- What is required: Images excluded, repeat each entry below exactly.

- Data:
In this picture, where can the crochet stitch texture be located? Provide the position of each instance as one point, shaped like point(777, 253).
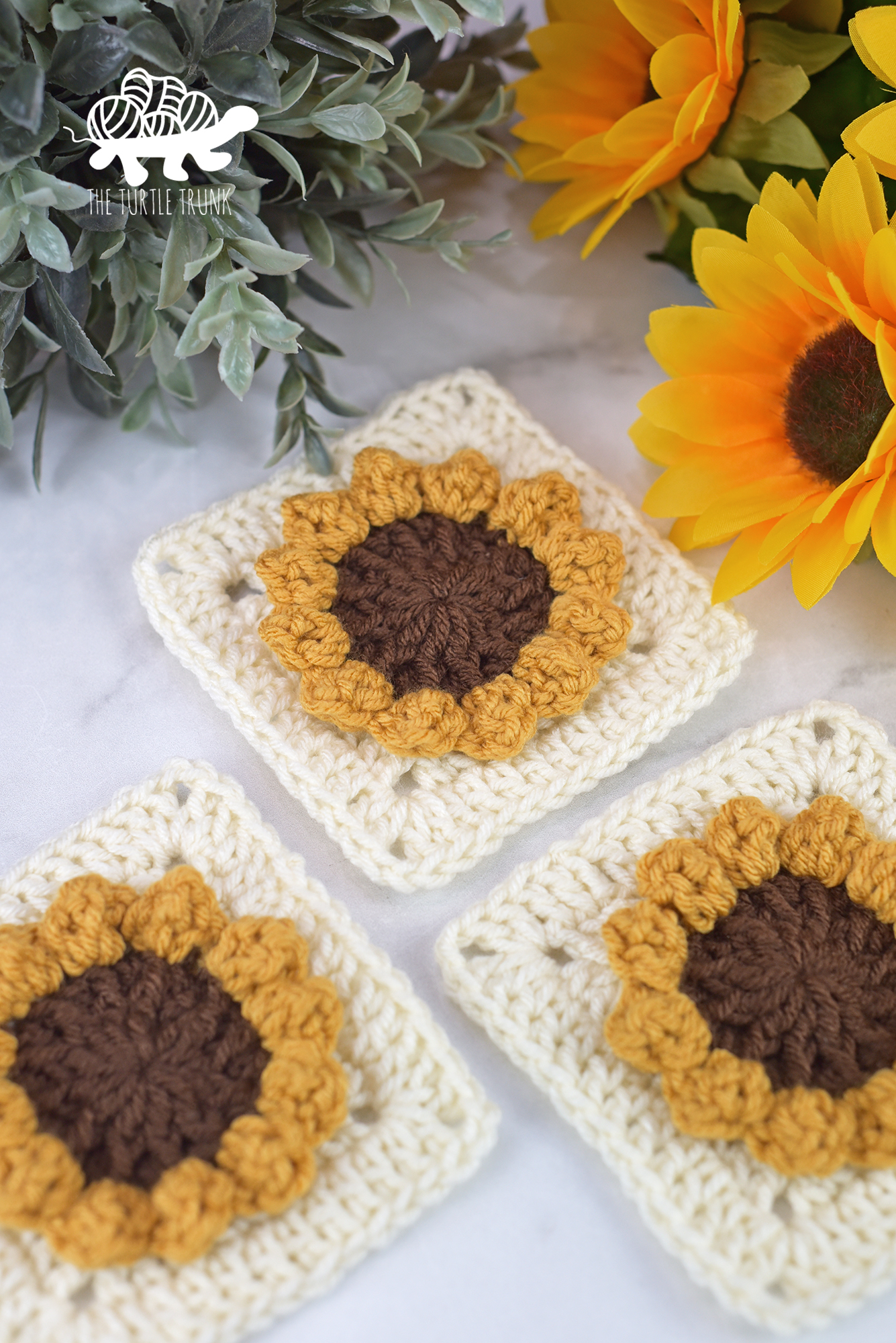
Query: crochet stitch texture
point(416, 1126)
point(417, 824)
point(144, 1162)
point(530, 965)
point(760, 981)
point(483, 645)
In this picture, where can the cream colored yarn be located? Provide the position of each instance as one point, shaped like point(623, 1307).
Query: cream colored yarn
point(416, 824)
point(417, 1122)
point(530, 966)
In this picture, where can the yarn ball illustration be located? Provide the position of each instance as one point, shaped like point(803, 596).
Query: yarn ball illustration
point(150, 107)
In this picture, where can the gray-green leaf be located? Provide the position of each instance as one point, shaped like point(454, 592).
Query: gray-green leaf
point(243, 76)
point(353, 122)
point(87, 60)
point(21, 97)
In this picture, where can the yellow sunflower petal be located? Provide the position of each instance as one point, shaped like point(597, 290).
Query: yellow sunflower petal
point(863, 510)
point(659, 24)
point(822, 555)
point(697, 485)
point(707, 340)
point(791, 209)
point(753, 288)
point(883, 528)
point(881, 275)
point(754, 503)
point(682, 64)
point(742, 567)
point(713, 409)
point(874, 36)
point(660, 445)
point(844, 226)
point(789, 528)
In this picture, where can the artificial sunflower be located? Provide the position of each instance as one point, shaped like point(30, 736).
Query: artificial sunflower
point(440, 612)
point(760, 980)
point(874, 33)
point(779, 422)
point(628, 95)
point(162, 1070)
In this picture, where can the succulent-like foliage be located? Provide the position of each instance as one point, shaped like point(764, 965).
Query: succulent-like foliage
point(352, 105)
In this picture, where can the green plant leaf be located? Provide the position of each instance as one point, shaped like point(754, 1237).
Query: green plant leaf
point(769, 89)
point(247, 26)
point(17, 276)
point(243, 76)
point(138, 413)
point(785, 140)
point(455, 148)
point(768, 40)
point(16, 143)
point(64, 328)
point(282, 155)
point(412, 224)
point(34, 13)
point(89, 58)
point(722, 175)
point(152, 41)
point(46, 244)
point(21, 97)
point(353, 122)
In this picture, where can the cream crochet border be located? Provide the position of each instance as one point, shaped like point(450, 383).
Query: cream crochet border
point(419, 1123)
point(530, 966)
point(416, 824)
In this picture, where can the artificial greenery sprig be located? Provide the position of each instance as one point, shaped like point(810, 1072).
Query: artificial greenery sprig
point(350, 112)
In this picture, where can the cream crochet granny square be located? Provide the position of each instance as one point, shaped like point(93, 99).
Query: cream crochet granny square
point(530, 966)
point(416, 824)
point(417, 1122)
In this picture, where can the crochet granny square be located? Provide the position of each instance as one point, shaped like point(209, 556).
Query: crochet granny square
point(417, 1123)
point(416, 824)
point(532, 966)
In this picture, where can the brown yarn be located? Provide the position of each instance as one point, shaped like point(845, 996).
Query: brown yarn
point(440, 605)
point(137, 1066)
point(801, 980)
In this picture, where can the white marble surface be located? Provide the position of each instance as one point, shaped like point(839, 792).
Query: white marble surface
point(542, 1244)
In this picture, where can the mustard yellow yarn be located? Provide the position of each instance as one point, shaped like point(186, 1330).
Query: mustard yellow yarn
point(554, 672)
point(264, 1160)
point(685, 887)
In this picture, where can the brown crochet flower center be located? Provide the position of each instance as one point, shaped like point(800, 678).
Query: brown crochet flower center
point(801, 980)
point(137, 1066)
point(443, 605)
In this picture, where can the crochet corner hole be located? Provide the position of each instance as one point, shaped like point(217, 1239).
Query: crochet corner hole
point(783, 1209)
point(83, 1297)
point(823, 731)
point(365, 1115)
point(558, 956)
point(236, 592)
point(474, 952)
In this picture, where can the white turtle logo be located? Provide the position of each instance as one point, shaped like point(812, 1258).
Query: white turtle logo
point(157, 118)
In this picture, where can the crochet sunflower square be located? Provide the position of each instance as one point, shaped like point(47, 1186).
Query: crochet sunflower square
point(538, 966)
point(415, 824)
point(413, 1122)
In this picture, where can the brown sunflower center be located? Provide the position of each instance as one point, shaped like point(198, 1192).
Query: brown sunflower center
point(443, 605)
point(801, 980)
point(835, 404)
point(137, 1066)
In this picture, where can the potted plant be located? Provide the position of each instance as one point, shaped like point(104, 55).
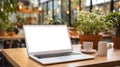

- Task response:
In this picture, where can the crochet stitch texture be located? Provide the position of each instance as one point, shaped like point(777, 253).
Query: crochet stitch texture
point(416, 1126)
point(417, 824)
point(144, 1162)
point(530, 965)
point(760, 981)
point(483, 645)
In this picture, where can the cream colored yarn be located? Provide the position of each instance as one point, shaped like point(623, 1307).
Query: cream colored yarn
point(416, 824)
point(417, 1122)
point(530, 966)
In this picture, where can the yarn ball illustration be located? Provide the position of each instance as one point, shaped like point(803, 596).
Query: yarn ball illustration
point(150, 107)
In this picture, where can the gray-green leaf be located? Provide the position of each instance as one point, shaped like point(454, 592).
Query: gray-green leaf
point(243, 76)
point(353, 122)
point(87, 60)
point(21, 97)
In this picture, where can the yellow sunflower petal be located? Provide the position of each instance as one point, shaped like point(597, 290).
Query: yellow sunflower petal
point(863, 510)
point(659, 24)
point(822, 555)
point(697, 485)
point(707, 340)
point(791, 209)
point(753, 288)
point(883, 528)
point(881, 275)
point(754, 503)
point(682, 64)
point(742, 567)
point(713, 409)
point(874, 36)
point(660, 445)
point(844, 226)
point(789, 528)
In this picture, where can the artificial sunflower be located? Provide the position of each instance as one point, shaped like point(30, 736).
Query: artificial sunflower
point(440, 612)
point(760, 980)
point(874, 33)
point(779, 422)
point(628, 95)
point(162, 1070)
In this picture, where can the succulent-like foliage be located? Provide the position of each instance as one point, shaped like point(764, 965).
Query: succulent-like foliage
point(352, 105)
In this picture, where can the green plant leaf be located? Provide the position of each instance as one point, shaped like point(754, 1237).
Query: green plant leaf
point(769, 89)
point(247, 26)
point(17, 276)
point(243, 76)
point(138, 413)
point(785, 140)
point(455, 148)
point(768, 40)
point(16, 143)
point(64, 328)
point(282, 155)
point(412, 224)
point(34, 13)
point(89, 58)
point(722, 175)
point(152, 41)
point(46, 244)
point(21, 97)
point(353, 122)
In this picture, where can the cream crochet border be located? Provide the position of each instance as one point, shaped like point(450, 383).
Query: cream crochet border
point(419, 1123)
point(530, 966)
point(416, 824)
In this picture, where can the artificial greenery sprig be located? Provide the position of each instance as one point, shaped like point(810, 1072).
Query: artificial greenery sprig
point(350, 112)
In this picture, where can the cream crochet granny square be located? Provide the position of each instance as one point, shaped like point(93, 99).
Query: cream crochet granny square
point(530, 966)
point(416, 824)
point(417, 1122)
In this picture, where can the crochet granny square be located? Provide the position of each instance as one point, shaped like point(209, 556).
Query: crochet granny square
point(417, 1123)
point(416, 824)
point(532, 966)
In this picture, where can the brown yarn be located? Provide the position of each instance as one point, shaped like point(845, 996).
Query: brown yarn
point(440, 605)
point(137, 1066)
point(801, 980)
In this picture, where can the white marble surface be located? Provide the position of each instance as one point, shaped like point(839, 792).
Query: white marble surface
point(542, 1244)
In this picture, where can the mustard yellow yarn be located? Provide the position of each instance as one point, shaped like point(186, 1330).
Query: mustard yellow yarn
point(554, 672)
point(264, 1160)
point(685, 887)
In this picture, where can the brown crochet flower center be located? Provide the position of each instance as one point, shaped like point(800, 678).
Query: brown crochet flower center
point(801, 980)
point(137, 1066)
point(443, 605)
In this picture, where can the crochet corner hole be located? Provide the position of each instance as one point, shaped like point(217, 1239).
Query: crochet corner hole
point(783, 1209)
point(83, 1297)
point(823, 731)
point(365, 1115)
point(558, 956)
point(236, 592)
point(474, 952)
In this picture, where can the white turtle logo be located? Provide the position of each instance as one point, shaped like point(812, 1258).
Query: white turtle logo
point(157, 118)
In this picture, where can the crochet sunflower square be located? Provide the position of each instance as one point, shaped like point(47, 1186).
Query: crochet sunflower square
point(538, 966)
point(415, 824)
point(413, 1122)
In this picture, where can the brown sunflower center be located? Provide the position of each instance as one point, shaped like point(198, 1192).
Query: brown sunflower center
point(443, 605)
point(801, 980)
point(835, 404)
point(137, 1066)
In this picture, where can the potted plant be located? Provide the position of each instance as one point, shaped like point(104, 55).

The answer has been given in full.